§ **What is expected**
Give back exactly the lines from the one containing "Class, locate every instance of the cluster" through the end of the records, including both, and no others.

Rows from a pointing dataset
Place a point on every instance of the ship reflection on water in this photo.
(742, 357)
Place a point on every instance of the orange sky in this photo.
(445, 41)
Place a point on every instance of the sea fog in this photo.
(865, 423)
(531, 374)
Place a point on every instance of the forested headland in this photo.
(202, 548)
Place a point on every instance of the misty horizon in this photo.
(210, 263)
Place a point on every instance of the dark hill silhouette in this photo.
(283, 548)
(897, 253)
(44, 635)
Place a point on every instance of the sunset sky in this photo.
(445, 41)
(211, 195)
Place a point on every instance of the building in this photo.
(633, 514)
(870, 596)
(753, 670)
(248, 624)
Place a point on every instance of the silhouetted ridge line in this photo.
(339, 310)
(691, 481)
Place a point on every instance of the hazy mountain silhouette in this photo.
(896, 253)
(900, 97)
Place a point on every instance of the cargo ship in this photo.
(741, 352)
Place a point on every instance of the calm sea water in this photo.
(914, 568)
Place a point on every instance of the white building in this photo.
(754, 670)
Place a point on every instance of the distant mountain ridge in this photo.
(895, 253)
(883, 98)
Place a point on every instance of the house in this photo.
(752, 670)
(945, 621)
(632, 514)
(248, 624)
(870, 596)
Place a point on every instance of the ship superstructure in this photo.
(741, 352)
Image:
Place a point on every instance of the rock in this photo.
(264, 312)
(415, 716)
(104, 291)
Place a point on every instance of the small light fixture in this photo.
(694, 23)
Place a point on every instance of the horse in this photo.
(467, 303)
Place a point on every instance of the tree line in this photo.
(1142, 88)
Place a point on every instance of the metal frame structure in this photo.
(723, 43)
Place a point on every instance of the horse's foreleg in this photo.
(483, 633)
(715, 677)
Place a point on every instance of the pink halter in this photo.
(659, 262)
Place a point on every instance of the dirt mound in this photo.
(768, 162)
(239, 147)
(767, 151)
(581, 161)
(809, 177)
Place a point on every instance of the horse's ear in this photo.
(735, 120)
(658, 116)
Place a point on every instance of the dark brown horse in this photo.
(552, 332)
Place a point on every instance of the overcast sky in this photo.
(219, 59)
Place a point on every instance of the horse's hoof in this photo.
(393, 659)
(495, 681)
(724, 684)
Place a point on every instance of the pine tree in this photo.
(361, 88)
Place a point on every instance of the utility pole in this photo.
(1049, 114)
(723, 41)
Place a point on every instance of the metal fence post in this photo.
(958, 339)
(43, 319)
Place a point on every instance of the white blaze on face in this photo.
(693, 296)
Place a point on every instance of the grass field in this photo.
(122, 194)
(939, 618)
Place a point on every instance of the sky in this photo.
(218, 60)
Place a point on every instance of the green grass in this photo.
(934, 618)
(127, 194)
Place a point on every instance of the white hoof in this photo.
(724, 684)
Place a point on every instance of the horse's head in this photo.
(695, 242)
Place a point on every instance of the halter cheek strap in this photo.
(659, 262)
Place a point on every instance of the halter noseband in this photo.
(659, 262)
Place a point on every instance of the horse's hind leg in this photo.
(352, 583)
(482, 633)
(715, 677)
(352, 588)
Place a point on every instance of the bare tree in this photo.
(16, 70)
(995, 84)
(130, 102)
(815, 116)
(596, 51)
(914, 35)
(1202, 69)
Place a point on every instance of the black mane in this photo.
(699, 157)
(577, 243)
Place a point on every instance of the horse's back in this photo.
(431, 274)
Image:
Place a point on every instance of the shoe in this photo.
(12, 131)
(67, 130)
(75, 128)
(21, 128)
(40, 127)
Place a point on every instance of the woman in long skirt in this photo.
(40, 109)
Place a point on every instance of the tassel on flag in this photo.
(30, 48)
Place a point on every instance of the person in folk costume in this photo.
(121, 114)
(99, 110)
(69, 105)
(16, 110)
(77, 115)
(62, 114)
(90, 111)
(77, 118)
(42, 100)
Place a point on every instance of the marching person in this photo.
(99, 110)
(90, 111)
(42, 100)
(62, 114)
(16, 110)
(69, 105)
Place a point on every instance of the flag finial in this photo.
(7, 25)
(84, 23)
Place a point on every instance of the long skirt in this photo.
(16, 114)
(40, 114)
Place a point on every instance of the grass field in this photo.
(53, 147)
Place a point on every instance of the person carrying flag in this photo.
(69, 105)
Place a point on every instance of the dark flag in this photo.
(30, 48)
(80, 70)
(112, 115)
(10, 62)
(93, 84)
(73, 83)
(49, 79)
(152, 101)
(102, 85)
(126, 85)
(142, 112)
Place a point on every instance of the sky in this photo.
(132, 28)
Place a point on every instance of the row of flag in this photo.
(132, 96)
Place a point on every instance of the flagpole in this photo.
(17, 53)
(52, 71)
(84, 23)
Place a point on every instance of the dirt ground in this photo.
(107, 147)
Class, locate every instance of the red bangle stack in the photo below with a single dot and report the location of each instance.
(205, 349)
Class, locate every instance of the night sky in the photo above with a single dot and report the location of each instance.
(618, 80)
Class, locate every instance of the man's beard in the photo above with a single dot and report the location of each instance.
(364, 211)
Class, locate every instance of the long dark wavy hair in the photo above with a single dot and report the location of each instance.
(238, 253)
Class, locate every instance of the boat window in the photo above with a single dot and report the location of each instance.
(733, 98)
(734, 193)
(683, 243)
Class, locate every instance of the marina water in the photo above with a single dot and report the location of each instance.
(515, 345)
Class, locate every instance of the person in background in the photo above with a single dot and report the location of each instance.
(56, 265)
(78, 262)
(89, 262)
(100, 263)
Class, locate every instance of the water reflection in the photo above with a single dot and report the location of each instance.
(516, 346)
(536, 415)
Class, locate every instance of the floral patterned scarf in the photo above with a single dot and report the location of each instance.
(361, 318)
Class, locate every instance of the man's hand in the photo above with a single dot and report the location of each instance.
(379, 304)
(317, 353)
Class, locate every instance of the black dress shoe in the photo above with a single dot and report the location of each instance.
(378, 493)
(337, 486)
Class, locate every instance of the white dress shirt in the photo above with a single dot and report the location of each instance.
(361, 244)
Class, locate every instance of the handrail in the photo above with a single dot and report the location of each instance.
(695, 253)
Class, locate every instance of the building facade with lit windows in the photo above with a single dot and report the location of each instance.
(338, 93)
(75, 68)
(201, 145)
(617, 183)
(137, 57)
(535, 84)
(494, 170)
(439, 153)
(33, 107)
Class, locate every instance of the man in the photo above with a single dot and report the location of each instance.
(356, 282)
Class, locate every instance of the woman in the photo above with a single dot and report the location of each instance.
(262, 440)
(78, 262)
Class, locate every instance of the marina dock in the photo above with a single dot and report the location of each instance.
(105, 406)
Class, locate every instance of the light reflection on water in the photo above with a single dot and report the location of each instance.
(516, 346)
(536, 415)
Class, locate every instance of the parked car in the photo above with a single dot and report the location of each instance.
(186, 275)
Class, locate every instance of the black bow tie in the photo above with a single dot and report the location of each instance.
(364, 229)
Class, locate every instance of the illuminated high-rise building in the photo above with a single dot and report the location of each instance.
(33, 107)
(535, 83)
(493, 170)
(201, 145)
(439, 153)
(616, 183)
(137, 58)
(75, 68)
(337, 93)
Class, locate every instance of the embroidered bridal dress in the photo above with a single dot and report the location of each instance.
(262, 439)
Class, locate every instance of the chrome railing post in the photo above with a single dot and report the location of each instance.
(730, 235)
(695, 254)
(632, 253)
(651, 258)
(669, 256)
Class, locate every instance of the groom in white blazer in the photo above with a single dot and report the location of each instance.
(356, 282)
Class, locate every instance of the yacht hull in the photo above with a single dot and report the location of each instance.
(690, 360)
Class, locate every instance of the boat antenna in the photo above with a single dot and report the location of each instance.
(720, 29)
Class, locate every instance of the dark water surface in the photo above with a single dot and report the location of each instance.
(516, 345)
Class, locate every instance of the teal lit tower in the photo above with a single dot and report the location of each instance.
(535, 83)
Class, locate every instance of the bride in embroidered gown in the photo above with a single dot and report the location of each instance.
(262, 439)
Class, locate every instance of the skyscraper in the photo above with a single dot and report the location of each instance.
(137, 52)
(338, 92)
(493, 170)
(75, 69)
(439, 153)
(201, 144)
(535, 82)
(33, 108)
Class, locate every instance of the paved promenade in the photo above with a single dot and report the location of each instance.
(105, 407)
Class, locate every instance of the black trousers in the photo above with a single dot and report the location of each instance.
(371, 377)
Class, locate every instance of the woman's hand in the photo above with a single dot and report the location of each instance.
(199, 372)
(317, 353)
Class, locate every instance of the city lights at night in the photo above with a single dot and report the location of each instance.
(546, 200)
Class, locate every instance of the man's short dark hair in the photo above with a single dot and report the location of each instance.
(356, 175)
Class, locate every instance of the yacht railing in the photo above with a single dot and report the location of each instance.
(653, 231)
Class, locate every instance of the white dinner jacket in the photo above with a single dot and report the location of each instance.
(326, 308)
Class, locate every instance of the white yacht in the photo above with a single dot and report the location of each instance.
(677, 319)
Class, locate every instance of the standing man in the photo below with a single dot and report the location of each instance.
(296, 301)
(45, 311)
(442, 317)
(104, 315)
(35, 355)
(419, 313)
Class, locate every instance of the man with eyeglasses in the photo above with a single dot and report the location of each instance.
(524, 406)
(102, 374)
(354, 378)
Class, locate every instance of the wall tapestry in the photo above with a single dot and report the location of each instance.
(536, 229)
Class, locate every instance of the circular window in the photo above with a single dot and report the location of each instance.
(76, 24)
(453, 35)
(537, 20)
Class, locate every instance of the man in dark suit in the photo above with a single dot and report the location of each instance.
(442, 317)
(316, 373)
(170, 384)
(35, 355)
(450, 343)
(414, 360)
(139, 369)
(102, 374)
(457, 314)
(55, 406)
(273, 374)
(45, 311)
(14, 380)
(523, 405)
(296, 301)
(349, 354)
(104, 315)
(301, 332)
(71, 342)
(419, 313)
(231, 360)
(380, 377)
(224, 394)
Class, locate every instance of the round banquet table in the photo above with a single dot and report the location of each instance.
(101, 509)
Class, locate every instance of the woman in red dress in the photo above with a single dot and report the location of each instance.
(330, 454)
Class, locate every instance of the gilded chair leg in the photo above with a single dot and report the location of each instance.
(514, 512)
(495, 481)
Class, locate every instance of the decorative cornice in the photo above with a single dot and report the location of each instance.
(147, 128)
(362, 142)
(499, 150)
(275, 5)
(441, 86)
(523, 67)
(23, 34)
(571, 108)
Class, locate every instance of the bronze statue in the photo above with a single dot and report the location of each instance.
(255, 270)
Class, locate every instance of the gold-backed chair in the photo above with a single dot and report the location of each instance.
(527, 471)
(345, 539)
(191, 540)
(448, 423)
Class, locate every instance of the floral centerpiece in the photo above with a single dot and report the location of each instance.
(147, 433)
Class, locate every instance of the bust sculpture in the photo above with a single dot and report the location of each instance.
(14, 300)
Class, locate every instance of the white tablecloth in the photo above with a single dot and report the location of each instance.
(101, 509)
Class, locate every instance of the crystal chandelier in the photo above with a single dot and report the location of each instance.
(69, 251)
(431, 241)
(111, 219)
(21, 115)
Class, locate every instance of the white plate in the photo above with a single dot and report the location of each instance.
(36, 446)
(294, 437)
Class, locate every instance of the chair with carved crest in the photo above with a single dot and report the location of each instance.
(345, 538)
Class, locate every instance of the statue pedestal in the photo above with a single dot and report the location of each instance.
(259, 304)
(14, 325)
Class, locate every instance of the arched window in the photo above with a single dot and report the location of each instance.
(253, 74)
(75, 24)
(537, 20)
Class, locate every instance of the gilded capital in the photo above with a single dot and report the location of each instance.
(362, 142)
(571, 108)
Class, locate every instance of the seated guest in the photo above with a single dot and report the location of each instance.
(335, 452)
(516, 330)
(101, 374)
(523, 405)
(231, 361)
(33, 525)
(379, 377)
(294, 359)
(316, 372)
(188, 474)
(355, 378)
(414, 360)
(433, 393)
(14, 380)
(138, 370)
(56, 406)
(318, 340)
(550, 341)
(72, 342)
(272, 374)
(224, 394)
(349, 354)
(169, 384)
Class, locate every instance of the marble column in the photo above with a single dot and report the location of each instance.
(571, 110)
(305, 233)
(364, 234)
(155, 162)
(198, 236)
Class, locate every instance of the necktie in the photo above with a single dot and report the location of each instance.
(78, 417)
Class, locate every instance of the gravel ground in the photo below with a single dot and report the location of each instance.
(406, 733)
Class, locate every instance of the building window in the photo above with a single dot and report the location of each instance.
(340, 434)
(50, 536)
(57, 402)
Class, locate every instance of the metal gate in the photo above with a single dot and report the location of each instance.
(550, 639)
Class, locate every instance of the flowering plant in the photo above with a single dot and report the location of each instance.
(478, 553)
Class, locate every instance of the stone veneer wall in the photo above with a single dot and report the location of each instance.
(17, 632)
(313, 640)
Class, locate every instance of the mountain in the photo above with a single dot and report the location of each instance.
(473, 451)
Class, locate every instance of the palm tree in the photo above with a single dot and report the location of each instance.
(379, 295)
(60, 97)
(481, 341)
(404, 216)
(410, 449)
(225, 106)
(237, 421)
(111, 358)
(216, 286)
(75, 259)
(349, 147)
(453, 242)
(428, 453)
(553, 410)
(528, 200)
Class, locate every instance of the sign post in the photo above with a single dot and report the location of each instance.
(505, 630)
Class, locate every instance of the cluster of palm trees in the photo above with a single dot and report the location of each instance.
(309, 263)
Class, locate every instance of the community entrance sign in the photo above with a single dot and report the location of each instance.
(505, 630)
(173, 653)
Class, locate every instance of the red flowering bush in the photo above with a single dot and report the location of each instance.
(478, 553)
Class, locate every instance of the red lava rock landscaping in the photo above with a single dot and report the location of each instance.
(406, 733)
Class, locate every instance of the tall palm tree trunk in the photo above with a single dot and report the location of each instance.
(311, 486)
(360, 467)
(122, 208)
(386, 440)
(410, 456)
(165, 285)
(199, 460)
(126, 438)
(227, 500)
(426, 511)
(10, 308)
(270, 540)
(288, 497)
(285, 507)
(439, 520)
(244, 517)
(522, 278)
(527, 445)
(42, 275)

§ **Output for this task**
Class, locate every instance of the cluster of palm trees in the photo above with a single dot and report the location of each instance.
(309, 263)
Class, locate every instance of the community entrance sign in the photo above with a single dot and report the location of each instance.
(505, 630)
(173, 653)
Class, locate every instance of the red flowering bush in the photo above with a single dot and report the location of each instance.
(478, 553)
Class, locate every instance of the red lava rock landscaping in the photo above with a single dot and report the location of each instance.
(406, 733)
Class, locate every instance of the tall palm tree trunk in the photo above with a single dot and report the location of each instance.
(311, 486)
(360, 467)
(122, 208)
(386, 440)
(410, 456)
(165, 285)
(199, 460)
(126, 438)
(227, 500)
(426, 511)
(10, 308)
(270, 540)
(288, 497)
(285, 507)
(439, 520)
(244, 517)
(522, 278)
(527, 445)
(42, 275)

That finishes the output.